**Source passage**:
-- Opening Marker --
IIP at a 21-month low as manufacturing slows down

Contracts 0.1% in March, the first time since June 2013

Published - May 10, 2019 10:41 pm IST - NEW DELHI

Growth in industrial activity dipped to a 21-month low in March, contracting 0.1% due in large part to a continuing slowdown in the manufacturing sector, according to official data released on Friday.

The Index of Industrial Production (IIP) contracted in March for the first time since June 2013. To further put this contraction in perspective, the IIP grew a robust 5.33% in the same month of last year, and 4.39% in March 2017.

Within this, the manufacturing sector contracted by 0.43% in March, the second consecutive month of contraction (it contracted 0.39% in February) and the third consecutive month of slowing growth.

“The broad signals for the economy is a continuing slowdown and this is confirmed both from the output side and signals from the demand side,” said D.K. Srivastava, chief policy adviser, EY India.

“The IIP numbers are giving the output profile of contraction and on the demand side, the sales of different sectors have been slowing.”

Rate cut

One of the primary reasons for the slowdown in the overall economy is that the government has very little room to manoeuvre on the fiscal side, even though the Reserve Bank of India has done what it can on the monetary policy side with two successive interest rate cuts.

“As per the use-based classification, contraction in capital and intermediate goods (indicative of subdued investment activity) further resulted in slowdown in the industrial output,” Care Ratings said in a report. “Uncertainties over general elections could be cited as one of the major reasons of lower activity in these segments.”

The capital goods sector contracted for a third consecutive months, by 8.66% in March compared with a contraction of 8.92% in February. Intermediary goods sector contracted for the fifth consecutive month, by 2.55% in March, compared with a contraction of 5.05% in the previous month.
-- Closing Marker --
**Brief A**: Reproduce the article on industrial output word for word, starting with "Published - May" and going on through "adviser, EY India.".
**Brief B**: Extend the article on industrial output by a few paragraphs, picking up after its final sentence.
The listing that comes next has no connection to the article on industrial output.

**Dataset entries**:
-- Opening Marker --
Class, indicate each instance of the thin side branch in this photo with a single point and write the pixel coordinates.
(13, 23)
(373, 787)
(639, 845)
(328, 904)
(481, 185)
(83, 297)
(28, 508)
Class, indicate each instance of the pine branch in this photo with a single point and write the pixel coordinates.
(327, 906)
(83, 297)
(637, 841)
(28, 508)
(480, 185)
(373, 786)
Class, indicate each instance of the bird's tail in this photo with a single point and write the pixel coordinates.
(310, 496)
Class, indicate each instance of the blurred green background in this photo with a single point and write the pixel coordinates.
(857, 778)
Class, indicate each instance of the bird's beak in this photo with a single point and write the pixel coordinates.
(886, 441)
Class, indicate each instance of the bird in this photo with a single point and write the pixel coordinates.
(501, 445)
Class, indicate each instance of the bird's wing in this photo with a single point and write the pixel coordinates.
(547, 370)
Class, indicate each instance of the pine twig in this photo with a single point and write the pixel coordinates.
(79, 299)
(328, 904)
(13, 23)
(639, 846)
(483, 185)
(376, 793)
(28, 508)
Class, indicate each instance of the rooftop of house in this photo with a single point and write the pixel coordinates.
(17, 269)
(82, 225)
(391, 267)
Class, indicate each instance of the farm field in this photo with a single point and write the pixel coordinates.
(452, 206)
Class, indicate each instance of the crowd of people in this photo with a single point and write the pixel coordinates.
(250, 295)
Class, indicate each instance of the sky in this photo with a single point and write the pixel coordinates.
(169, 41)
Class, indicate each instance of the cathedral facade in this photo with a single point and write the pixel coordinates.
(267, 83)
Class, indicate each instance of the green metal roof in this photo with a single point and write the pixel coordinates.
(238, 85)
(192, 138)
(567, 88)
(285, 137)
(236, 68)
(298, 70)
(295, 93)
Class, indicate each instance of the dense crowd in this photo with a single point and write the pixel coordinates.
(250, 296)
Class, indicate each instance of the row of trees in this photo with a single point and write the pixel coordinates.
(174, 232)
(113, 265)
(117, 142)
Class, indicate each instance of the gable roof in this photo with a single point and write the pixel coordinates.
-- Closing Marker --
**Exercise output A**:
Published - May 10, 2019 10:41 pm IST - NEW DELHI

Growth in industrial activity dipped to a 21-month low in March, contracting 0.1% due in large part to a continuing slowdown in the manufacturing sector, according to official data released on Friday.

The Index of Industrial Production (IIP) contracted in March for the first time since June 2013. To further put this contraction in perspective, the IIP grew a robust 5.33% in the same month of last year, and 4.39% in March 2017.

Within this, the manufacturing sector contracted by 0.43% in March, the second consecutive month of contraction (it contracted 0.39% in February) and the third consecutive month of slowing growth.

“The broad signals for the economy is a continuing slowdown and this is confirmed both from the output side and signals from the demand side,” said D.K. Srivastava, chief policy adviser, EY India.

**Exercise output B**:
“The fiscal deficit has exceeded the limits and even the revised estimates numbers might not prove to be true,” Mr. Srivastava added. “Because of this, there would be considerable constraints in stimulating the economy.There is not likely to be any big push as far as Central government budget expenditure is concerned. Even when new government comes in, they will find it difficult.”

On the demand side, the consumer durables sector also contracted in March by 5.07% after being positive for three consecutive months, which is symptomatic of weak demand conditions in the country, Care Ratings added.

Infrastructure sector, however, saw a strong turnaround in growth in March, coming in at 6.4%, up from 2.1% in February. The mining and quarrying sector saw growth slowing to 0.78% from 2.18%.

The electricity sector witnessed a slight acceleration in growth to 2.17% in March from 1.32% in February.

The general outlook for the upcoming months is subdued, according to economists and ratings agencies alike, who say that there is still no certainty about the RBI cutting rates in its monetary policy review in June.

“The RBI will wait for the inflation numbers to come out and see in what way it is trending because of the pressure on oil prices,” Mr. Srivastava said.